INSTRUCTIONS TO FOLLOW
Continue the article about observations of the small asteroid KY26 from the point where it stops.

DOCUMENT EXTRACT
--

The observations revealed that the asteroid has a bright surface and likely consists of a solid chunk of rock, which may have originated from a piece of a planet or another asteroid. However, the team could not completely rule out the possibility that the asteroid is made up of rubble piles loosely sticking together. “We have never seen a ten-metre-size asteroid in situ, so we don't really know what to expect and how it will look,” says Santana-Ros, who is also affiliated with the University of Barcelona. 

The amazing story here is that we found that the size of the asteroid is comparable to the size of the spacecraft that is going to visit it! And we were able to characterise such a small object using our telescopes, which means that we can do it for other objects in the future,” says Santana-Ros. “Our methods could have an impact on the plans for future near-Earth asteroid exploration or even asteroid mining.” 

Moreover, we now know we can characterise even the smallest hazardous asteroids that could impact Earth, such as the one that hit near Chelyabinsk, in Russia in 2013, which was barely larger than KY26,” concludes Hainaut.

--

GIVEN ENTRIES
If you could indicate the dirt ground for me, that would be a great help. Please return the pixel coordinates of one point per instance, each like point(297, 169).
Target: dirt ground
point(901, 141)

--

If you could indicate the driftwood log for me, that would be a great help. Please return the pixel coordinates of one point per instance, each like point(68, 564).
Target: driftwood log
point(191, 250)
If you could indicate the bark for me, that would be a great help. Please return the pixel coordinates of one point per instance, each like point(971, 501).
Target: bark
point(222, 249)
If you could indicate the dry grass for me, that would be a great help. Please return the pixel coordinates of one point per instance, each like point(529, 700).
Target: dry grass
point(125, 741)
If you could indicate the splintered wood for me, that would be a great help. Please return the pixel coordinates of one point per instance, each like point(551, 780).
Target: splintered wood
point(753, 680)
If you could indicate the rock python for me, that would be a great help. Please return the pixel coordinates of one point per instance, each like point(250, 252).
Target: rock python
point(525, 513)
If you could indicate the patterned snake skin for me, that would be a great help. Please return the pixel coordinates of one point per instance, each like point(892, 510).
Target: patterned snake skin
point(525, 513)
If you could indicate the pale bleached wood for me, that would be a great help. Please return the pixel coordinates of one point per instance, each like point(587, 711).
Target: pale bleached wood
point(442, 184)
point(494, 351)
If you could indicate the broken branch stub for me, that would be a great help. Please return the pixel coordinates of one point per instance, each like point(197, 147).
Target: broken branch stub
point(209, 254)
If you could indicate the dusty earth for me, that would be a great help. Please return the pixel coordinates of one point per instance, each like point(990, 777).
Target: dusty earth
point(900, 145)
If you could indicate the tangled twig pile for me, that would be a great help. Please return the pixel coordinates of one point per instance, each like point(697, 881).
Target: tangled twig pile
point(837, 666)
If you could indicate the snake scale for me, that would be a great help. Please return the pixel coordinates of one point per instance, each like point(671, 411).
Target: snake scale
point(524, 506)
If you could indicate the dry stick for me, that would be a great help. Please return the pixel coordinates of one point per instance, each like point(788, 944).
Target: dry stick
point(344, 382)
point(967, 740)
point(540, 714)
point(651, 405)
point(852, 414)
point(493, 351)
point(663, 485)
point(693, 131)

--

EXERCISE RESULT
More information

This research was presented in a paper titled “Hayabusa2♯ mission target 1998 KY26 preview: decametre size, high albedo and rotating twice as fast” to appear in Nature Communications (doi: 10.1038/s41467-025-63697-4). 

The team is composed of T. Santana-Ros (Departamento de Física, Ingeniería de Sistemas y Teoría de la Señal, Universidad de Alicante, and Institut de Ciències del Cosmos (ICCUB), Universitat de Barcelona (IEEC-UB), Spain), P. Bartczak (Instituto Universitario de Física Aplicada a las Ciencias y a las Tecnologías, Universidad de Alicante, Spain and Astronomical Observatory Institute, Faculty of Physics and Astronomy, A. Mickiewicz University, Poland [AOI AMU]), K. Muinonen (Department of Physics, University of Helsinki, Finland [Physics UH]), A. Rożek (Institute for Astronomy, University of Edinburgh, Royal Observatory Edinburgh, UK [IfA UoE]), T. Müller (Max-Planck-Institut für extraterrestrische Physik, Germany), M. Hirabayashi (Georgia Institute of Technology, United States), D. Farnocchia (Jet Propulsion Laboratory, California Institute of Technology, USA [JPL]), D. Oszkiewicz (AOI AMU), M. Micheli (ESA ESRIN / PDO / NEO Coordination Centre, Italy), R. E. Cannon (IfA UoE), M. Brozovic (JPL), O. Hainaut (European Southern Observatory, Germany), A. K. Virkki [Physics UH], L. A. M. Benner (JPL), A. Cabrera-Lavers (GRANTECAN and Instituto de Astrofísica de Canarias, Spain), C. E. Martínez-Vázquez (International Gemini Observatory/NSF NOIRLab, USA), K. Vivas (Cerro Tololo Inter-American Observatory/NSF NOIRLab, Chile).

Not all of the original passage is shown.